[抜粋本文]:
_ _ _ _ _

施設整備のため約1年半の間休館していた国立西洋美術館(東京・上野)が、2022年4月9日にリニューアルオープンしました!

本記事では「近代建築の父」と称されるフランスの建築家ル・コルビュジエ(1887-1965)が設計した、1959年の開館当時に近い姿に戻された前庭や、無料開放される「19世紀ホール」など、リニューアル後の変化を詳しくレポート。

あわせて、新たに開幕した小企画展「調和にむかって:ル・コルビュジエ芸術の第二次マシン・エイジ ― 大成建設コレクションより」、「新収蔵版画コレクション展」についてもご紹介します。

 

開館当時の姿に近づいた国立西洋美術館

 

リニューアルオープン前日に行われた記者発表会・リニューアル内覧会で、ひと足はやく工事後の国立西洋美術館を拝見してきました。

 

国立西洋美術館 南側の入り口からの光景

 

2020年10月から行われた工事では企画展示館の空調や防水設備の更新なども実施されましたが、リニューアルを目に見えて実感できるのは前庭の外観です。

同館の前庭は1959年の開館以来、さまざまな改変が加えられてきました。これは美術館としての機能や利便性を向上させるためでしたが、2016年に本館と前庭を含む敷地全体がユネスコ世界文化遺産に登録された際には、当初の前庭の設計意図が一部失われていると指摘を受けてしまったそうです。

そこで同館では、ル・コルビュジエが設計した意図が正しく伝わるよう、また建物としての価値を高めるよう、施設整備にあわせて前庭を開館当時の姿にできる限り戻すことを決定しました。

 

園路から敷地内がよく見えるように。

 

リニューアル後の同館に足を運んでまず気づくのは、南西側にあった植栽がほぼ撤去されていることと、上野公園の園路から同館の敷地がよく見えるようになったことです。

 

敷地南西の端からの光景。ほとんど植栽が消えています。

 
リニューアル前の姿をご覧になったことがある方は、ぜひそのときの光景を思い出してみてください。

上の写真は、リニューアル前は小道つきの植栽エリアがあった場所です。ずいぶんスッキリしましたよね!

植栽や敷地を囲う柵によりやや閉鎖的な雰囲気があった前庭ですが、このたび開館当時の開放的なオープンスペースらしい姿を復原。上野公園との連続性をもたせるために、開館当時のように透過性のある柵にしたことで、園路側からも美術館側からも視線が通るようになりました。

_ _ _ _ _

保存済みデータ項目
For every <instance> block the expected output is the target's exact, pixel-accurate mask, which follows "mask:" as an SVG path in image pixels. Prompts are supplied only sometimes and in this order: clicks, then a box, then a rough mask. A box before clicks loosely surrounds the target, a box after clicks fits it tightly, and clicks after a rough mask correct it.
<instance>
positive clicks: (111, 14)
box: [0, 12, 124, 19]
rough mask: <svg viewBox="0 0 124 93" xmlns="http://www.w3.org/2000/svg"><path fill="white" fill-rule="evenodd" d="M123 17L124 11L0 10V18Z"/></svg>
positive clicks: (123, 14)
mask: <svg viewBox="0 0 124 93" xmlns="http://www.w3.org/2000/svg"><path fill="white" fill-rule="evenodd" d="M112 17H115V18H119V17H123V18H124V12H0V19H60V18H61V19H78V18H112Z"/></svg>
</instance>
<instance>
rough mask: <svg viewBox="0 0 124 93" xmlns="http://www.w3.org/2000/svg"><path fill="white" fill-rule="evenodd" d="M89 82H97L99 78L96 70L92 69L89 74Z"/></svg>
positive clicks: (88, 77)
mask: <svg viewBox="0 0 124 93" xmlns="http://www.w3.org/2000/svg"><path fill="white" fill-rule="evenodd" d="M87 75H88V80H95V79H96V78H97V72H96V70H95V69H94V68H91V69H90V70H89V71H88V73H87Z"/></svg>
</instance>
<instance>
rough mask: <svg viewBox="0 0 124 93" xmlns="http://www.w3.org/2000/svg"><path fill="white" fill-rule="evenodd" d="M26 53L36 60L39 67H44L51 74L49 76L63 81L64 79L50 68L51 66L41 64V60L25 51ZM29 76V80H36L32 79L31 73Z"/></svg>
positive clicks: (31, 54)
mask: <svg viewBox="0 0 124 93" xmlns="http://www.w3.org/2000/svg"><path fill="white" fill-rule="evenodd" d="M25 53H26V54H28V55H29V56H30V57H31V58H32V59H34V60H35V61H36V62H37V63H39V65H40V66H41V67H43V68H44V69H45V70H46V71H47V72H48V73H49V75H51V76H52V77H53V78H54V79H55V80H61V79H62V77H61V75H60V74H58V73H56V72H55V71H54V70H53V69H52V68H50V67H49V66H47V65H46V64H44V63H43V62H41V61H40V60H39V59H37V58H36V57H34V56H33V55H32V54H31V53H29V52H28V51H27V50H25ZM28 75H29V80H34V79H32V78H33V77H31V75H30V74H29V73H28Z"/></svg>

_ _ _ _ _

[作業依頼 1]:
国立西洋美術館のリニューアルを伝える抜粋本文をもとに、次の問いに答えてください。
(a) 同館がリニューアルオープンしたのは何年何月何日ですか。
(b) 施設整備の工事はいつから行われましたか。
(c) 本館と前庭を含む敷地全体がユネスコ世界文化遺産に登録されたのは何年ですか。
[作業依頼 2]: 国立西洋美術館のリニューアルを伝える抜粋本文を、最後の文の後から書き継いでください。

[想定解答 1]:
(a) 2022年4月9日
(b) 2020年10月
(c) 2016年

[想定解答 2]:
 

向かい側の東京文化会館もよく見えるように。

 



ル・コルビュジエが考えた本館へのアプローチと彫刻作品の配置も、開館当初の姿にできる限り近づけられました。

まず、かつて正門として扱われていた西側(噴水広場側)の入り口が当初の状態に近い形に。あわせて、この西側の入り口から来館者を誘導するように引かれた床のラインも復活しました。

 

西側の入り口から《地獄の門》方向にのびるグレーのライン。

 

床のラインはまっすぐ東側にある《地獄の門》の方向にのびています。ラインに沿って右手にロダンの《考える人(拡大作)》、左手に《カレーの市民》を鑑賞しながら進むと、ラインは左に分岐して人々を本館の中へ誘います。

 

ラインの先にある《地獄の門》 / オーギュスト・ロダン《地獄の門》松方コレクション

オーギュスト・ロダン《考える人(拡大作)》松方コレクション / 西側の入り口から入った来館者のほうを向いて設置されています。

オーギュスト・ロダン《カレーの市民》

ラインは途中で本館のほうへ分岐。

 

設計の際、ル・コルビュジエはまず中心に核となる部屋をつくり、コレクションの増加とともに展示スペースを外側にぐるぐる螺旋を描く形で増築していくという「無限成長美術館」を構想していました。

同館の福田京専門員は、「前庭から無限成長美術館のコンセプトであるピロティ(柱だけで構成された吹き抜けの空間)へ、そして中央のホールへと流れるように動線が続いていく。歩きながら視線を移すと次々に光景が変わっていき、矢印などのサインなどを使わなくても自然に進む方向へ誘うという手法を、ル・コルビュジエは本館の中でも多く用いています」と話します。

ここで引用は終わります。